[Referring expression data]

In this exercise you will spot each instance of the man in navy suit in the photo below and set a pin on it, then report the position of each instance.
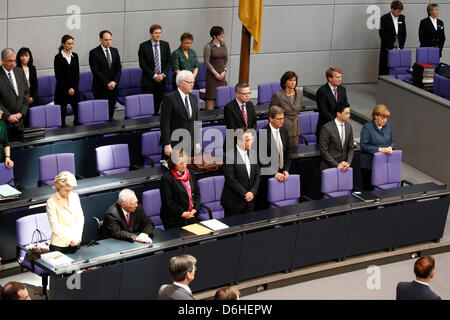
(431, 29)
(392, 33)
(106, 68)
(419, 289)
(328, 96)
(154, 60)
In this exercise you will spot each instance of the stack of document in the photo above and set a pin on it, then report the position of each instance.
(8, 192)
(56, 258)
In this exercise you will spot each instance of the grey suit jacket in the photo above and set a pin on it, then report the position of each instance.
(9, 100)
(331, 148)
(173, 292)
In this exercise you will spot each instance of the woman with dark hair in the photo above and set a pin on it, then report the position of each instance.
(216, 60)
(24, 60)
(290, 100)
(180, 195)
(67, 73)
(376, 136)
(185, 58)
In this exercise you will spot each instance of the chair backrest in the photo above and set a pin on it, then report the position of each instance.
(151, 202)
(151, 149)
(46, 89)
(261, 124)
(308, 124)
(200, 80)
(266, 91)
(197, 93)
(93, 111)
(112, 159)
(213, 138)
(428, 55)
(26, 226)
(6, 175)
(211, 191)
(46, 116)
(139, 106)
(283, 193)
(130, 82)
(336, 183)
(387, 170)
(51, 165)
(85, 86)
(224, 95)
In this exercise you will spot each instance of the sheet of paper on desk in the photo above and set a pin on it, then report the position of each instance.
(197, 229)
(214, 224)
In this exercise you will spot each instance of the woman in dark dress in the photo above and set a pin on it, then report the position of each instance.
(180, 195)
(24, 60)
(67, 73)
(216, 61)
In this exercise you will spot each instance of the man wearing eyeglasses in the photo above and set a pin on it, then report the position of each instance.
(179, 111)
(240, 112)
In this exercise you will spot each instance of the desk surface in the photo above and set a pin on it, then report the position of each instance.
(110, 250)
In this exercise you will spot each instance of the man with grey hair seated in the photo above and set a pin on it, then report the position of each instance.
(126, 220)
(182, 268)
(179, 111)
(14, 94)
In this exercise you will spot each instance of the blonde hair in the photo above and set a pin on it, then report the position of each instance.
(64, 178)
(381, 110)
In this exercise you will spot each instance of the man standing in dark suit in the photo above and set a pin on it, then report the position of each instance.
(14, 94)
(419, 289)
(242, 176)
(126, 220)
(328, 96)
(392, 33)
(182, 268)
(106, 68)
(274, 156)
(154, 60)
(179, 111)
(240, 112)
(431, 29)
(336, 141)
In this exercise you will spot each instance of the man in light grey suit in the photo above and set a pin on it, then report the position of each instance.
(182, 269)
(14, 93)
(336, 141)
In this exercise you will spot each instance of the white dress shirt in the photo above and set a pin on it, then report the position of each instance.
(434, 22)
(395, 20)
(14, 79)
(244, 156)
(183, 98)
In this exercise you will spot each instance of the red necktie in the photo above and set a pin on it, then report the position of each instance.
(244, 115)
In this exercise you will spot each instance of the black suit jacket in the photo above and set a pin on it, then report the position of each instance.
(67, 76)
(415, 291)
(429, 36)
(174, 116)
(9, 100)
(102, 73)
(327, 104)
(175, 200)
(147, 61)
(238, 183)
(387, 32)
(331, 149)
(115, 225)
(265, 136)
(234, 118)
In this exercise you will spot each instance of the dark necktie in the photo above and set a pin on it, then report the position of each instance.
(157, 64)
(244, 115)
(108, 58)
(186, 105)
(12, 82)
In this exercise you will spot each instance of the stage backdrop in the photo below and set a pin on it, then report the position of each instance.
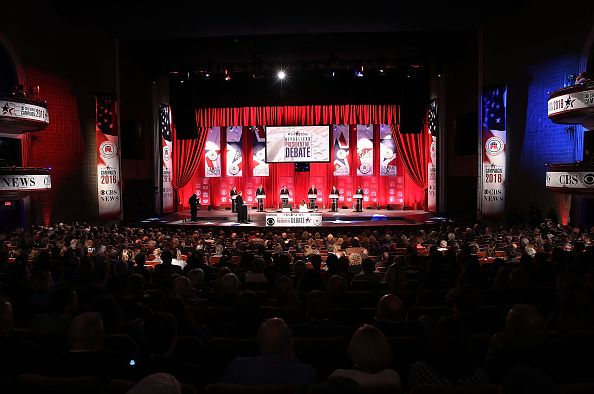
(350, 125)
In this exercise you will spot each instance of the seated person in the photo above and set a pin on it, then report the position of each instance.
(303, 207)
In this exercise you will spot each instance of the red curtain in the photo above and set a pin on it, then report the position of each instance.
(413, 150)
(298, 115)
(186, 157)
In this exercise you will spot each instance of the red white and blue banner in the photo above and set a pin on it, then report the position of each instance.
(212, 153)
(259, 167)
(234, 152)
(494, 102)
(433, 125)
(387, 152)
(166, 157)
(341, 150)
(364, 150)
(109, 191)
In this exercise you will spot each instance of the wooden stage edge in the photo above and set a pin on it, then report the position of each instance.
(343, 218)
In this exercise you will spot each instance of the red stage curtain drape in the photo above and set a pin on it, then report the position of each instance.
(186, 157)
(298, 115)
(413, 150)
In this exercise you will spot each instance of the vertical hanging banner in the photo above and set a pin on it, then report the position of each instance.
(166, 158)
(432, 170)
(234, 151)
(259, 167)
(212, 153)
(387, 152)
(493, 152)
(364, 150)
(341, 150)
(108, 158)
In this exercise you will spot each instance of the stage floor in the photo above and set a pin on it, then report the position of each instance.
(343, 218)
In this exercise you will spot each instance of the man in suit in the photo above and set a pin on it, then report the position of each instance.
(239, 205)
(233, 193)
(359, 207)
(260, 192)
(334, 191)
(194, 207)
(284, 195)
(312, 201)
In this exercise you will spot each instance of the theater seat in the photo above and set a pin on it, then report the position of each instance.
(223, 388)
(34, 384)
(436, 389)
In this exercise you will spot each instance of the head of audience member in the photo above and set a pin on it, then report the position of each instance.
(274, 338)
(86, 333)
(449, 348)
(369, 350)
(6, 316)
(63, 301)
(389, 309)
(196, 277)
(182, 287)
(229, 283)
(157, 383)
(285, 292)
(525, 328)
(368, 266)
(159, 333)
(166, 256)
(317, 305)
(337, 285)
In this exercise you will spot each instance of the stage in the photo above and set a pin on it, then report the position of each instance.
(342, 218)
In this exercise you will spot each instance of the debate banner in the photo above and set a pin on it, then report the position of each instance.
(364, 150)
(108, 158)
(260, 167)
(212, 153)
(234, 153)
(166, 161)
(341, 150)
(493, 152)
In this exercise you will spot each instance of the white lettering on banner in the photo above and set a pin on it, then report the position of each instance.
(25, 182)
(570, 102)
(294, 219)
(570, 180)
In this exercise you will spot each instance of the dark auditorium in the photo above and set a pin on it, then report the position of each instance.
(297, 198)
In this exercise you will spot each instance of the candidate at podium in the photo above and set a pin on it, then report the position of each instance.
(241, 217)
(359, 201)
(312, 201)
(334, 192)
(260, 192)
(232, 194)
(284, 196)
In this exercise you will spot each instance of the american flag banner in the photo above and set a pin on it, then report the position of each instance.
(387, 152)
(341, 150)
(492, 199)
(234, 151)
(109, 191)
(259, 165)
(364, 150)
(166, 157)
(212, 153)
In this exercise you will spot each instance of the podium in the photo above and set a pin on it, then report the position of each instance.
(358, 202)
(334, 199)
(284, 200)
(233, 207)
(260, 198)
(312, 200)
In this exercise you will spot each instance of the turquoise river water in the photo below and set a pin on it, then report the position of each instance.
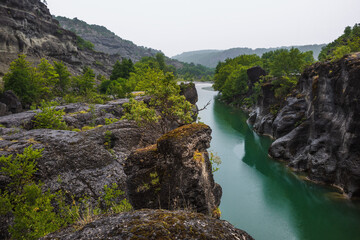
(262, 196)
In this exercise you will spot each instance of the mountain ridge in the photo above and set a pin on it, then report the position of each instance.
(105, 40)
(211, 57)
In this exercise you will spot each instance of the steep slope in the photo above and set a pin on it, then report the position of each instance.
(105, 40)
(318, 129)
(27, 27)
(210, 58)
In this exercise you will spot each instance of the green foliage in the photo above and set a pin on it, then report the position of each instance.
(282, 65)
(85, 83)
(23, 80)
(122, 70)
(20, 168)
(224, 70)
(165, 99)
(109, 121)
(283, 86)
(214, 160)
(49, 117)
(34, 210)
(347, 43)
(190, 71)
(46, 81)
(341, 51)
(235, 84)
(112, 200)
(34, 215)
(139, 112)
(83, 44)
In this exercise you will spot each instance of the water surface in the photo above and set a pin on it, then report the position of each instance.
(263, 197)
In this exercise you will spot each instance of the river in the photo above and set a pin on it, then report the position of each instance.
(262, 196)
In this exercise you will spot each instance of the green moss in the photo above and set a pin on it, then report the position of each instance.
(184, 131)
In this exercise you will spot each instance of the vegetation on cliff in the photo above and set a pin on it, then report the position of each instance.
(347, 43)
(282, 69)
(37, 213)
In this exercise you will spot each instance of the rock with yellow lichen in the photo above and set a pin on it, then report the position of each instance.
(175, 173)
(154, 224)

### Task directions
Would you return all of the data above word for word, omitting every picture?

### Solution to the problem
In this exercise you will spot each instance of the man in navy suit in the photo below and set a pin on it, then report the position of each instance.
(431, 29)
(392, 33)
(106, 68)
(419, 289)
(328, 96)
(154, 60)
In this exercise you will spot each instance of the stack of document in the photo above and set a pin on it, then report the position of each instance.
(8, 192)
(56, 258)
In this exercise you will spot each instance of the grey suit jacket in the photo above and set a pin on it, then report the position of each instance.
(9, 100)
(331, 148)
(173, 292)
In this exercise you will spot each instance of the woman with dark hair in the photo above and set a pin on it, then report the position of each instance.
(216, 60)
(24, 60)
(290, 100)
(180, 195)
(67, 73)
(376, 136)
(185, 58)
In this exercise you will spot each instance of the chair backrest in the photo above and set a pin on it, then report the position of each instance.
(151, 202)
(151, 149)
(46, 89)
(261, 124)
(308, 124)
(200, 80)
(266, 91)
(197, 93)
(93, 111)
(112, 159)
(213, 138)
(428, 55)
(26, 226)
(6, 175)
(211, 191)
(46, 116)
(139, 106)
(283, 193)
(130, 82)
(336, 183)
(387, 170)
(51, 165)
(85, 86)
(224, 95)
In this exercise you will spot each instance of the sheet of paper on desk in the photo above and set a pin on it, then report the position of each instance.
(197, 229)
(214, 224)
In this exercise you will spot each instance of the woman in dark dress in the photo above and set a pin on it, then report the position of each instance.
(180, 195)
(24, 60)
(67, 73)
(216, 61)
In this exercise you will spot each instance of the man wearing eyeglasses in the photo above and set a pin on it, then report the position of each instance.
(179, 111)
(240, 112)
In this exercise you will spot each instance of the desk surface in the photo above and set a pin on it, then report the position of each instance.
(110, 250)
In this exercise you will spot each instance of the man with grey hair seated in the photo above and set a pin on it, then report the position of each instance.
(126, 220)
(182, 268)
(179, 111)
(14, 94)
In this exercise you will spot each instance of the blonde hair in the photo above and set a pin on it, then report the position of each instance.
(64, 178)
(381, 110)
In this exercise you will spot each instance of the man standing in dark suit in the photo above and set a pin on it, then report the position of each instance.
(14, 94)
(419, 289)
(242, 176)
(126, 220)
(328, 96)
(392, 33)
(182, 268)
(106, 68)
(274, 156)
(154, 60)
(179, 111)
(240, 112)
(431, 29)
(336, 141)
In this exercise you will spot each instance of the man in light grey suit in the photo above and set a pin on it, then report the position of each instance.
(182, 269)
(14, 93)
(336, 141)
In this exercise you will spot each instance of the white dress shirt in the photo above and set a pin on it, then report the position of each instance.
(434, 22)
(395, 20)
(14, 79)
(244, 156)
(183, 98)
In this exercise you will spot each instance of the red necktie in the photo above and set a pin on it, then report the position of each instance.
(244, 115)
In this exercise you will spot each instance of the black suit jacket in the photo above and set a pin on it, then report the position of each instance.
(67, 76)
(415, 291)
(429, 36)
(174, 116)
(9, 100)
(102, 73)
(327, 104)
(175, 200)
(147, 61)
(238, 183)
(387, 32)
(331, 149)
(115, 225)
(265, 136)
(234, 118)
In this exercise you will spot each instance of the dark necktie in the photo above and set a pin on it, then report the position of each instance.
(157, 64)
(244, 115)
(108, 58)
(186, 105)
(12, 82)
In this exercise you will spot each instance of the stage backdrop in the photo below and set a pin on it, then report the position of each instance.
(350, 125)
In this exercise you will spot each instance of the seated person in the photo above and set a pin on it, then report the position of each instance.
(303, 207)
In this exercise you will spot each instance of the red curtain in the photo above and set a pin on it, then report the position of each instance.
(413, 150)
(298, 115)
(186, 157)
In this exercise you will spot each instance of the red white and blue banner in the photo above and set a pin on it, then report the position of each instance.
(212, 153)
(259, 167)
(234, 152)
(494, 102)
(433, 125)
(387, 152)
(166, 157)
(341, 150)
(364, 150)
(109, 191)
In this exercise you will spot each instance of the wooden stage edge in the photo above and set a pin on it, then report the position of each instance.
(343, 218)
In this exercise you will spot each instance of the red stage curtain drape in the photo above and set a pin on it, then report the position of each instance.
(186, 157)
(298, 115)
(413, 150)
In this exercise you will spot each instance of the vertical hanging banner in the photo above and set a pin on it, then report the position of each instance.
(166, 158)
(432, 170)
(234, 151)
(259, 167)
(212, 153)
(387, 152)
(493, 152)
(364, 150)
(341, 150)
(108, 158)
In this exercise you will spot each instance of the stage floor in the photo above and set a pin on it, then report the position of each instance.
(343, 218)
In this exercise you will spot each instance of the man in suit in the photo above and set a pin on it, then report the position of each instance.
(239, 205)
(233, 193)
(359, 207)
(260, 192)
(334, 191)
(194, 207)
(284, 195)
(312, 201)
In this exercise you will spot each instance of the theater seat in the photo above and set a pin on it, then report the position of each instance.
(223, 388)
(34, 384)
(436, 389)
In this exercise you will spot each instance of the head of audience member in the photo above and set a pin on it, then report the position of each instance.
(274, 338)
(86, 333)
(449, 348)
(369, 350)
(6, 316)
(63, 301)
(389, 309)
(196, 277)
(182, 287)
(229, 283)
(157, 383)
(285, 292)
(525, 328)
(368, 266)
(159, 333)
(166, 256)
(317, 305)
(337, 285)
In this exercise you will spot each instance of the stage in the photo above and set a pin on it, then report the position of each instance.
(342, 218)
In this exercise you will spot each instance of the debate banner in the photo above and set a pin on it, then report the position of each instance.
(364, 150)
(108, 158)
(260, 167)
(212, 153)
(234, 153)
(166, 161)
(341, 150)
(493, 152)
In this exercise you will spot each instance of the white lettering on banner in the photo above and set a pin on it, then report the position of each instance.
(25, 182)
(570, 102)
(294, 219)
(570, 180)
In this exercise you will spot each instance of the dark auditorium in the photo above and set a pin on it, then report the position of each instance.
(297, 198)
In this exercise you will spot each instance of the candidate at podium in the photo above and set a pin on it, then report the position of each instance.
(241, 217)
(359, 201)
(312, 201)
(334, 192)
(260, 192)
(232, 194)
(284, 196)
In this exercise you will spot each instance of the american flag banner in the photo above and set a pin on it, then report the position of each instance.
(387, 152)
(341, 150)
(492, 199)
(234, 151)
(109, 191)
(259, 165)
(364, 150)
(166, 157)
(212, 153)
In this exercise you will spot each instance of the podium in the photo above and set a pin on it, then report the position of each instance.
(358, 202)
(334, 199)
(284, 200)
(233, 207)
(260, 198)
(312, 200)
In this exercise you will spot each instance of the turquoise river water in the photo below and set a pin on it, then report the position of each instance.
(262, 196)
In this exercise you will spot each instance of the mountain ridge in the photo above and set a pin on it, then report the position of each instance.
(105, 40)
(211, 57)
In this exercise you will spot each instance of the steep slope in the photo above and set a pin on it, then report the position of each instance.
(105, 40)
(318, 129)
(27, 27)
(210, 58)
In this exercise you will spot each instance of the green foliage in the photo above and set a pin on it, then report the position of each instance.
(282, 65)
(85, 83)
(23, 80)
(122, 70)
(20, 168)
(224, 70)
(165, 99)
(109, 121)
(283, 86)
(214, 160)
(49, 117)
(34, 210)
(347, 43)
(190, 71)
(46, 81)
(341, 51)
(235, 84)
(112, 200)
(34, 215)
(139, 112)
(83, 44)
In this exercise you will spot each instance of the water surface in the photo above and set a pin on it, then report the position of each instance.
(263, 197)
In this exercise you will spot each instance of the river in the photo above and set a pin on it, then report the position of each instance.
(262, 196)
In this exercise you will spot each instance of the green moss in the photo above and set a pin on it, then report the position of each instance.
(184, 131)
In this exercise you will spot each instance of the vegetation on cliff in the photo above and set a pin on it, then report the position of each instance.
(347, 43)
(282, 69)
(37, 213)
In this exercise you will spot each instance of the rock with yellow lichen in the photo above and set a pin on it, then report the position of each instance.
(175, 173)
(154, 224)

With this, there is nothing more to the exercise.